[TRY IT]
Return all of the lines below exactly as they are.

━━━━━━━━━━━━━━━━━━━━

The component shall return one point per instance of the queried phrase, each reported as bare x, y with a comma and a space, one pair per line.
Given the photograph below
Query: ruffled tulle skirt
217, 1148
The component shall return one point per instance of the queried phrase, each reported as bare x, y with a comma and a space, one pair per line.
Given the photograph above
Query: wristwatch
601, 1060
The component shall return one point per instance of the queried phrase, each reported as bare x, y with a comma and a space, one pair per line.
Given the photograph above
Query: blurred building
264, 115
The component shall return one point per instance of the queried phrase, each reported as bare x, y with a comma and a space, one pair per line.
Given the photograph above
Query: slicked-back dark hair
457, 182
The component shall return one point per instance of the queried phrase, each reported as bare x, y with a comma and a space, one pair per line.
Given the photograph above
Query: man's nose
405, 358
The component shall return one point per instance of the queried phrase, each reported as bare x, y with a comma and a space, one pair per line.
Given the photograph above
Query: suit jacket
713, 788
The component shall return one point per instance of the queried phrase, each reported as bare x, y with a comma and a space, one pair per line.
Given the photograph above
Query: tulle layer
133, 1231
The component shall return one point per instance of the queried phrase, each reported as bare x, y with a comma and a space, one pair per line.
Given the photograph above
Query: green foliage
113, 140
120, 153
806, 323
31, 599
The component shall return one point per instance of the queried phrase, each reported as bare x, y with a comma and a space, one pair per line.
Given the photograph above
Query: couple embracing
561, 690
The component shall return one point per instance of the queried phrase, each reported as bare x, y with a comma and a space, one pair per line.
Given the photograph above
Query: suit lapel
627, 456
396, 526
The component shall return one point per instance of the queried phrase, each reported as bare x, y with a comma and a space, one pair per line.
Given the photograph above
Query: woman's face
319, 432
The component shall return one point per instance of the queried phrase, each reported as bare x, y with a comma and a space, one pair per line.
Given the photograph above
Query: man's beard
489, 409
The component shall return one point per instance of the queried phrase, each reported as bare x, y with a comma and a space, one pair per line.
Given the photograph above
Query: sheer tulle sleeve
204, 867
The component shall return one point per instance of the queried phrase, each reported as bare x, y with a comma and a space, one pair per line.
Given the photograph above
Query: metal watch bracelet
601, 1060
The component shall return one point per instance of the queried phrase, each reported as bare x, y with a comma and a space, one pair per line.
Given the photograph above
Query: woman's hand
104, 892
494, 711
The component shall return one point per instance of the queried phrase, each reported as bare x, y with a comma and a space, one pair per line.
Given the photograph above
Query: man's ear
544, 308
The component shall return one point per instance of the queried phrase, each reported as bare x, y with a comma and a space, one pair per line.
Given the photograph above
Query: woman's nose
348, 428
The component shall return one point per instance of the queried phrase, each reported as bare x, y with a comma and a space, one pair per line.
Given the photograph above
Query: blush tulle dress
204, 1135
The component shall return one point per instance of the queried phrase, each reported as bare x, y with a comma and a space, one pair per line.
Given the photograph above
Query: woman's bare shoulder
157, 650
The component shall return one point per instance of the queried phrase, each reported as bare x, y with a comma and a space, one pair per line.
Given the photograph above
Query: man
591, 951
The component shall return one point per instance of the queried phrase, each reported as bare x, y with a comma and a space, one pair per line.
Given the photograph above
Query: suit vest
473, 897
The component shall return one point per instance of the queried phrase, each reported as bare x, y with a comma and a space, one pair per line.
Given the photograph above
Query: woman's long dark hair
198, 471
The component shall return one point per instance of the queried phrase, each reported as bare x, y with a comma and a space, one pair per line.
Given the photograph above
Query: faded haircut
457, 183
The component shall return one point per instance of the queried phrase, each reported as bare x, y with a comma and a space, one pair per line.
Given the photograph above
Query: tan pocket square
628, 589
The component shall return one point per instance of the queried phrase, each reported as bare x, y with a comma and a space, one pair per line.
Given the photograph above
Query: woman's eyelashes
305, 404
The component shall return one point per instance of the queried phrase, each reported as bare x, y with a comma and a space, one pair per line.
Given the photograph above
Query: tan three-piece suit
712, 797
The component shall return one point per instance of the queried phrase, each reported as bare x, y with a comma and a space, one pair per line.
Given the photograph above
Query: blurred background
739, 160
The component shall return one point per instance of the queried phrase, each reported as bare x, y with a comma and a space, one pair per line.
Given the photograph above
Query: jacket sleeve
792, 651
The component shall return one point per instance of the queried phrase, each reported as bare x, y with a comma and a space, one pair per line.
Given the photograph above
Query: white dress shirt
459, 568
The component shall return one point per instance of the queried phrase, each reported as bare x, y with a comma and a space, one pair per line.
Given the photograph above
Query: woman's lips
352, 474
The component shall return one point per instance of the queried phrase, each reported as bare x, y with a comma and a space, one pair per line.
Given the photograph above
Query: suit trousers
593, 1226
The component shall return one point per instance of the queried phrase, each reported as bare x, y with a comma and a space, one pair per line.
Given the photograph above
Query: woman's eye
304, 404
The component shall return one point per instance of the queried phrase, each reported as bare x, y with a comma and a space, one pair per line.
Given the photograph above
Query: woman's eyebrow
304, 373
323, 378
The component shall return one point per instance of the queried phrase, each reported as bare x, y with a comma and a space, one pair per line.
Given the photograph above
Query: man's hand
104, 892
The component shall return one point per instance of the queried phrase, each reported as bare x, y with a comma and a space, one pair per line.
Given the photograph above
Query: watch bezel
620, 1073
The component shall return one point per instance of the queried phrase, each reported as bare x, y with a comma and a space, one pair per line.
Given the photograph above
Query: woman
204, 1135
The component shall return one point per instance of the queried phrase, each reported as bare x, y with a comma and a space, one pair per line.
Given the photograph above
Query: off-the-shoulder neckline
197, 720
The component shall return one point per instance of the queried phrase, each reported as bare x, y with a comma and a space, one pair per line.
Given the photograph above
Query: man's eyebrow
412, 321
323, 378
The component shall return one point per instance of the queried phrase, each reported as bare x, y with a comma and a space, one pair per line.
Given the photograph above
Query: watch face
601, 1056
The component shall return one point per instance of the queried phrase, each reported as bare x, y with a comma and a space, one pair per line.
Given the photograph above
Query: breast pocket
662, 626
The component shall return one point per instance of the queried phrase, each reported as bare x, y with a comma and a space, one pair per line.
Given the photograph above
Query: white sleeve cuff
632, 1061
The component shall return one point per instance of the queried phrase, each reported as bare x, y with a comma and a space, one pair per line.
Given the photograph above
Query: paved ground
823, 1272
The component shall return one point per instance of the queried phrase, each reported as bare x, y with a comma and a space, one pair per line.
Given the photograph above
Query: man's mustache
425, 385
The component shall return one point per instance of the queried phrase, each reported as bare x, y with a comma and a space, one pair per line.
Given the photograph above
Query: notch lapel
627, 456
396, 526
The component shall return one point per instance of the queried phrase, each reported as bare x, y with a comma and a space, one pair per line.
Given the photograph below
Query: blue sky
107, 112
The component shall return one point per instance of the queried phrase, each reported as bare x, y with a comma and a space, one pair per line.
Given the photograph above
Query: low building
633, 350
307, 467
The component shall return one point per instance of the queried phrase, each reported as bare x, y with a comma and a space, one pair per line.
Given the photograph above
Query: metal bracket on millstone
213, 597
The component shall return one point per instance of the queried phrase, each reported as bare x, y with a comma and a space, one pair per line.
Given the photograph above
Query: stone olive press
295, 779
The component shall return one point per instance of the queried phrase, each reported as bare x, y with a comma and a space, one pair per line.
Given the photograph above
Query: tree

━━━━━━━━━━━━━━━━━━━━

[ANSWER TO THIS TASK]
The component shall return one point per instance of the queried phrase, each reported as bare x, y with a comma and a space, one pair per line.
Given the photograph below
Query: ruffled tulle skirt
217, 1148
The component shall return one point per instance of the queried phrase, each reported as bare x, y with a comma and a space, one pair per line.
Given the photograph above
Query: wristwatch
601, 1060
The component shall return one point per instance of the queried phrase, each reported as bare x, y with a comma and a space, one pair per line.
Given the photograph above
Query: blurred building
264, 115
The component shall return one point per instance of the queried phrase, each reported as bare x, y with a comma and a space, one pair per line.
Given the photograph above
Query: slicked-back dark hair
457, 182
The component shall return one point per instance of the queried phrase, each reported as bare x, y with a comma and a space, one pair per line.
Given the photograph above
Query: man's nose
405, 358
The component shall return one point per instance of the queried phrase, each reported as bare x, y with a comma and a space, one pair per line.
Given the photograph above
Query: suit jacket
713, 788
The component shall return one point per instance of the queried phrase, each reported as bare x, y with a comma and a space, one pair per line.
Given the photograph above
Query: tulle layer
133, 1231
The component shall return one point per instance of the queried phrase, each reported as bare x, y with a comma and a space, one pair per line.
Given the photograph above
Query: green foliage
113, 140
120, 153
806, 323
31, 599
The component shall return one point per instance of the queried phrase, each reported as bare x, y with a comma and a space, one pair per line.
Given the photograph above
Query: couple embracing
561, 690
The component shall return one point per instance of the queried phrase, each reported as bare x, y with a comma and a space, one pair per line.
Given the photograph above
Query: suit lapel
627, 456
396, 526
The component shall return one point per instance of the queried phrase, each reported as bare x, y with a comma and a space, one pair per line.
Given the photograph above
Query: woman's face
319, 432
The component shall return one point per instance of the queried phrase, each reported as bare x, y with a comma and a space, one pair per line.
Given the photograph above
Query: man's beard
489, 409
The component shall return one point per instance of the queried phrase, each reported as bare x, y with a comma and a space, one pair per line.
Given the photograph above
Query: sheer tulle sleeve
204, 867
The component shall return one point per instance of the queried phrase, each reported as bare x, y with a comma and a space, one pair per line.
Given the photograph above
Query: metal watch bracelet
601, 1060
The component shall return one point per instance of the queried phrase, each reported as bare x, y with a comma and a space, one pair per line.
Given the photograph above
Query: woman's hand
104, 892
494, 711
The component shall return one point per instance of the queried phrase, each reported as bare x, y with a comma and a space, one pair per line.
Given the photograph above
Query: man's ear
544, 308
The component shall return one point per instance of the queried phrase, each reported as bare x, y with a comma and a space, one pair per line.
Given the photograph above
Query: woman's nose
348, 428
The component shall return one point per instance of the queried phrase, each reported as bare x, y with a comma and a space, one pair per line.
Given the photograph above
Query: blush tulle dress
204, 1135
The component shall return one point per instance of the queried phrase, each reported as bare x, y with a comma and a space, one pair per line.
Given the photograph above
Query: woman's bare shoulder
157, 650
The component shall return one point per instance of the queried phrase, each reported as bare x, y with a comma and a space, one pair per line.
Given the photograph above
Query: man
591, 951
The component shall return one point per instance of the queried phrase, each reported as bare x, y with a comma and a space, one pair per line.
Given the photograph above
Query: suit vest
473, 897
The component shall return one point per instance of the queried phrase, each reported as bare x, y with a comma and a space, one pair per line.
Given the photograph above
Query: woman's long dark hair
198, 471
The component shall return one point per instance of the queried phrase, each reported as bare x, y with a comma and a space, one pair per line.
Given the photograph above
Query: faded haircut
457, 183
The component shall return one point per instance of the queried phrase, each reported as bare x, y with a comma and a space, one pair per line.
Given the photograph above
Query: tan pocket square
628, 589
The component shall return one point per instance of the queried phrase, each reported as bare x, y with a comma and a space, one pair per line.
Given the photograph above
Query: woman's eyelashes
305, 404
The component shall return one point per instance of the queried phrase, each reported as bare x, y with a comma and a space, one pair per line.
Given the photograph above
Query: tan three-piece suit
712, 797
The component shall return one point per instance of the queried phrase, each reported as bare x, y with a comma and a space, one pair per line.
Given the photograph above
Query: blurred background
739, 160
The component shall return one point per instance of the queried phrase, each reported as bare x, y with a comma and a space, one pair per line.
Given the photograph above
Query: jacket sleeve
792, 651
The component shall return one point per instance of the queried phrase, each reported as bare x, y with a comma and a space, one pair per line.
Given the photograph above
Query: white dress shirt
459, 568
The component shall return one point per instance of the queried phrase, each reported as bare x, y with a comma and a space, one pair per line.
Given the photograph above
Query: woman's lips
352, 474
The component shall return one point per instance of the queried phrase, each reported as bare x, y with a comma and a space, one pair per line.
Given the photograph above
Query: suit trousers
593, 1226
The component shall return one point per instance of the queried phrase, each reported as bare x, y with a comma and a space, one pair per line.
Given the photograph above
Query: woman's eye
304, 404
The component shall return one point per instance of the queried phrase, each reported as bare x, y with a comma and a space, one pair per line.
Given the photograph above
Query: woman's eyebrow
304, 373
323, 378
The component shall return one point per instance of the queried phrase, each reported as bare x, y with a comma and a space, one pair per line.
Given the photograph above
Query: man's hand
104, 892
The component shall return one point per instance of the queried phrase, each reported as bare x, y with a comma and a space, one pair per line.
Given the photograph above
Query: watch bezel
620, 1073
The component shall return one point per instance of the queried phrase, each reported as bare x, y with a comma and a space, one pair per line.
Given the photograph above
Query: woman
204, 1135
The component shall return one point per instance of the queried phrase, each reported as bare x, y with a comma and a space, one pair per line.
Given the photograph above
Query: off-the-shoulder neckline
197, 720
The component shall return one point per instance of the queried phrase, each reported as bare x, y with a comma and a space, one pair per line.
Given the photograph above
Query: man's eyebrow
412, 321
323, 378
The component shall return one point per instance of the queried phrase, each reported as bare x, y with a comma and a space, one pair per line.
Given the photograph above
Query: watch face
601, 1056
The component shall return one point per instance of the queried phrase, each reported as bare x, y with a comma and a space, one pair per line.
Given the photograph above
Query: breast pocket
662, 626
The component shall return one point per instance of the queried phrase, each reported as bare x, y with a comma and a space, one pair per line.
Given the photograph above
Query: white sleeve cuff
632, 1061
The component shall return one point per instance of the queried phrase, each reported as bare x, y with a comma and a space, one pair per line.
Given the photograph above
Query: paved ground
823, 1272
The component shall return one point per instance of the queried phrase, each reported as bare x, y with a comma and a space, one pair per line.
Given the photograph above
Query: man's mustache
425, 385
The component shall return one point per instance of the queried phrase, each reported as bare x, y with a comma and a space, one pair per line.
Given the photograph above
Query: notch lapel
627, 456
396, 526
The component shall return one point per instance of the queried phrase, each reported as bare x, y with a comma and a space, one pair per line.
Given the photograph below
Query: blue sky
107, 112
The component shall return one point per instance of the queried phrase, each reported as bare x, y with a comma and a space, one pair per line.
Given the photograph above
Query: low building
633, 350
307, 467
The component shall return one point per instance of the queried phrase, each reported as bare x, y with a comma and a space, one pair per line.
Given the photograph above
Query: metal bracket on millstone
213, 597
The component shall return one point per instance of the queried phrase, each reported as bare x, y with a comma and a space, one pair per line.
Given the photograph above
Query: stone olive press
295, 779
The component shall return one point per instance of the queried phrase, each reported as bare x, y with a comma and a space, one pair per line.
Given the photograph above
Query: tree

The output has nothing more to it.